__PASSAGE GIVEN__
· · · · · · ·

CITIZENS   FOR  LIMITED  TAXATION  &  GOVERNMENT
and the
Citizens Economic Research Foundation

 

Barbara's Column
March 2002 #1

Mitt is just the ticket
for Bay State and its Grand Old Party

by Barbara Anderson


The Salem Evening News
Monday, March 4, 2002

So there I was, in what Anne of Green Gables would call "the depths of despair."

Governor Jane Swift had refused to commute the sentence of Gerald Amirault, and it was suddenly clear that she's electoral toast. On the other hand, I could not imagine how the commonwealth is going to survive "all Democrats all the time" for the next four years.

Unable to face the day, I put a tape of my grandchildren in the VCR to cheer me up. But before I hit the play button, there he was: Mitt Romney, organizer of the Olympic Games, being interviewed from Salt Lake City about how well things were going there.

"Glad things are going well somewhere," I muttered gloomily. But then I realized: This was the first weekday morning that I had turned on the television since my son watched cartoons, sometime in the early '70s. So this must be a sign!

Of course, it wasn't a totally unexpected sign. I'd called Mitt's office in Utah the day before and left a message on his answering machine: "This is Barbara Anderson, know you're busy, when you're free please come home and run for governor."

· · · · · · ·

__STORED RECORDS__
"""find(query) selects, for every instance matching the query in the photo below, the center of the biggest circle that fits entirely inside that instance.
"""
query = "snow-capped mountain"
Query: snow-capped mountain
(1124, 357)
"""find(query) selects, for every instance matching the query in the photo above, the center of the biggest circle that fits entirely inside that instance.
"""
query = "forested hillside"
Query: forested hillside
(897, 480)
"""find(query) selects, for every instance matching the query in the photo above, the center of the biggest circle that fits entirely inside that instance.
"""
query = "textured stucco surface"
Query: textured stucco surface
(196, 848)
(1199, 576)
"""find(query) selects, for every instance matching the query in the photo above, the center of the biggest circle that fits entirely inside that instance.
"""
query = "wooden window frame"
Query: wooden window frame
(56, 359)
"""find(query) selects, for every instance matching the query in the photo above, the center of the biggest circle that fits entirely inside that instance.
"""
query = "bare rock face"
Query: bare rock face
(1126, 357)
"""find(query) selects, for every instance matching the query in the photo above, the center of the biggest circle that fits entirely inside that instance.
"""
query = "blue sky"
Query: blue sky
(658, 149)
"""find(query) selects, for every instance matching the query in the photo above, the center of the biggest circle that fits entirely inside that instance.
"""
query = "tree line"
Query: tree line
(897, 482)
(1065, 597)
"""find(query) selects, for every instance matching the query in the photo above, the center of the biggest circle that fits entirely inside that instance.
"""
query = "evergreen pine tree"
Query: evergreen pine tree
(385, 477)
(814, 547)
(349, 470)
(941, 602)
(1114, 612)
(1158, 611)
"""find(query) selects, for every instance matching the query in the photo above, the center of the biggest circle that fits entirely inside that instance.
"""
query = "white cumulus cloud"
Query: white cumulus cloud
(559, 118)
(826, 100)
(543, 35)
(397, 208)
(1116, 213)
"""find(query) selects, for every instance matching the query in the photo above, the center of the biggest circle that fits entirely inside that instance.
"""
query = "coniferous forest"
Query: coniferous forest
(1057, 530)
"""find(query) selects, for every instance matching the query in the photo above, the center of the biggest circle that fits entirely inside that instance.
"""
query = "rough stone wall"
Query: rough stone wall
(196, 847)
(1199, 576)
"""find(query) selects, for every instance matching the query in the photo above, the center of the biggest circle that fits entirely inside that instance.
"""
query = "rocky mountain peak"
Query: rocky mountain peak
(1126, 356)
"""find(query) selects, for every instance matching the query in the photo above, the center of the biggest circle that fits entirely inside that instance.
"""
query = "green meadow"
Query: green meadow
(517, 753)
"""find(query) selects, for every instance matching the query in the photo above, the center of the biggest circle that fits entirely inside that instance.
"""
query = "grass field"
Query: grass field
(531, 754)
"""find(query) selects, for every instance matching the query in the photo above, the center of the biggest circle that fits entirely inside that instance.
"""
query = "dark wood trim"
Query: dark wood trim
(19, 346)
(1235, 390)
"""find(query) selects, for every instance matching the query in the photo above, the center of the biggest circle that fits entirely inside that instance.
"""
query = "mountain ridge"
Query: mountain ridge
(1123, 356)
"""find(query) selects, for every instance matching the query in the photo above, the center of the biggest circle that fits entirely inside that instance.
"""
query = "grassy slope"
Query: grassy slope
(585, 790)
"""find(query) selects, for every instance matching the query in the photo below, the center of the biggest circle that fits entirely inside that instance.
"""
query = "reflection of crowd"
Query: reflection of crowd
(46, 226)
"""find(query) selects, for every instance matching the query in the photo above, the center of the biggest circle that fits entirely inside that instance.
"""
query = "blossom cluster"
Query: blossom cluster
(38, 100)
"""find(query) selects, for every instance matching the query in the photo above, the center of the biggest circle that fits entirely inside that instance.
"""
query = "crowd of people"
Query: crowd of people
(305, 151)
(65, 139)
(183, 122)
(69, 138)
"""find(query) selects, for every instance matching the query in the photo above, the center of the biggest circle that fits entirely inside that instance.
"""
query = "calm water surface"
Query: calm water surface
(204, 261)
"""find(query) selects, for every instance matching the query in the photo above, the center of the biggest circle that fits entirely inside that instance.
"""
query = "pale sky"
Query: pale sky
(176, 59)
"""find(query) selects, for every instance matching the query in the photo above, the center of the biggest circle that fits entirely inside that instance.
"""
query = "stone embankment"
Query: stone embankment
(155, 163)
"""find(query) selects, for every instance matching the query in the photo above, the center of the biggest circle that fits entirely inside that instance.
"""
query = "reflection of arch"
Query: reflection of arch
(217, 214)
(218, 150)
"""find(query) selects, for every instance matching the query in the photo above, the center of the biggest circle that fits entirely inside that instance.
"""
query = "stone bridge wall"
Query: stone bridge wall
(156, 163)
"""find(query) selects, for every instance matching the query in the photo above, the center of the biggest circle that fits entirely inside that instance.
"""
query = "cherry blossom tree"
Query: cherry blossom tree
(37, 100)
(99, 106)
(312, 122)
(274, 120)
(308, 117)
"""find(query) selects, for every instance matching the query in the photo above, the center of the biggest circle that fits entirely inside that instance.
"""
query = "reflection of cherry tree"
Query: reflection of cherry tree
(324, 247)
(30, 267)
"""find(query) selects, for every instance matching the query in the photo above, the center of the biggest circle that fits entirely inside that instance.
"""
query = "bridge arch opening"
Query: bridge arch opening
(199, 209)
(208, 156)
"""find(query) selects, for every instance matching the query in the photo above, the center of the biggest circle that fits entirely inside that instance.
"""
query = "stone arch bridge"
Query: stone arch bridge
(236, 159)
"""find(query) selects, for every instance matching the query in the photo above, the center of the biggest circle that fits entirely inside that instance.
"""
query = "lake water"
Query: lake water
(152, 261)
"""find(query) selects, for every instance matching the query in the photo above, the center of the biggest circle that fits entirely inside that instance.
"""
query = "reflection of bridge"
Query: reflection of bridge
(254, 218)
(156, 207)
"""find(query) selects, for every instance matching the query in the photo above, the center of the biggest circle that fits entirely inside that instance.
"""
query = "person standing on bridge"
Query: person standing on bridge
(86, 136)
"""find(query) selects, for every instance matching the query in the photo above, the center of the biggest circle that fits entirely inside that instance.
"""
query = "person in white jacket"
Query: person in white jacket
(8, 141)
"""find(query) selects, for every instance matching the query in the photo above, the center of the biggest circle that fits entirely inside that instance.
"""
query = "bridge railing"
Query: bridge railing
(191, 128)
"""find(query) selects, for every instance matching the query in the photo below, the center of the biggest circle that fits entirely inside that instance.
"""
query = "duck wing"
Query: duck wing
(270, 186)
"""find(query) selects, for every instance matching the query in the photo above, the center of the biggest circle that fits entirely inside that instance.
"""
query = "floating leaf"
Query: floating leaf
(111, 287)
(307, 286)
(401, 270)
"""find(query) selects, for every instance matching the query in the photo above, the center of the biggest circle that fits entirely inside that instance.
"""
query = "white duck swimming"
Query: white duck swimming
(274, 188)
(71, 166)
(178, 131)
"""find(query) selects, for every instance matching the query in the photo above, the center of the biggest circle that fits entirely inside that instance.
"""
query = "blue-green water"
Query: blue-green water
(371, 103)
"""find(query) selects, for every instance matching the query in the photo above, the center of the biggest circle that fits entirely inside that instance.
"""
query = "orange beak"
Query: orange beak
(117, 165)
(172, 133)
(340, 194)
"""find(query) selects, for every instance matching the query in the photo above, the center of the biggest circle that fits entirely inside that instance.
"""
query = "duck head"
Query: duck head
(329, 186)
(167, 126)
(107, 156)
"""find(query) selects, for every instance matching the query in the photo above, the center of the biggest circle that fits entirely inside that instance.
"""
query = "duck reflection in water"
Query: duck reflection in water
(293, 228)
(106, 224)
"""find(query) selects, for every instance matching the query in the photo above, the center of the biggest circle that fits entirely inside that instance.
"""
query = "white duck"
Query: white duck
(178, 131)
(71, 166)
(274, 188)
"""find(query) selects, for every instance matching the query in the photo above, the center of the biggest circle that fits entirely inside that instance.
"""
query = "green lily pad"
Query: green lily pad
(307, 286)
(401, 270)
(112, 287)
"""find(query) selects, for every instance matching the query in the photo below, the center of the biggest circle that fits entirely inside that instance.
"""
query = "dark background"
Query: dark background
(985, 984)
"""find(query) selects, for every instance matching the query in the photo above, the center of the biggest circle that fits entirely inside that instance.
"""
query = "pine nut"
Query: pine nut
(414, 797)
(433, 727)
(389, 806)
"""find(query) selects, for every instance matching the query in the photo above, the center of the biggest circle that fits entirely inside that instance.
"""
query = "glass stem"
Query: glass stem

· · · · · · ·

__YOUR OBJECTIVE__
In the column about Mitt Romney, what had Governor Jane Swift refused to do?

__RESPONSE FOR THIS EXERCISE__
She had refused to commute the sentence of Gerald Amirault.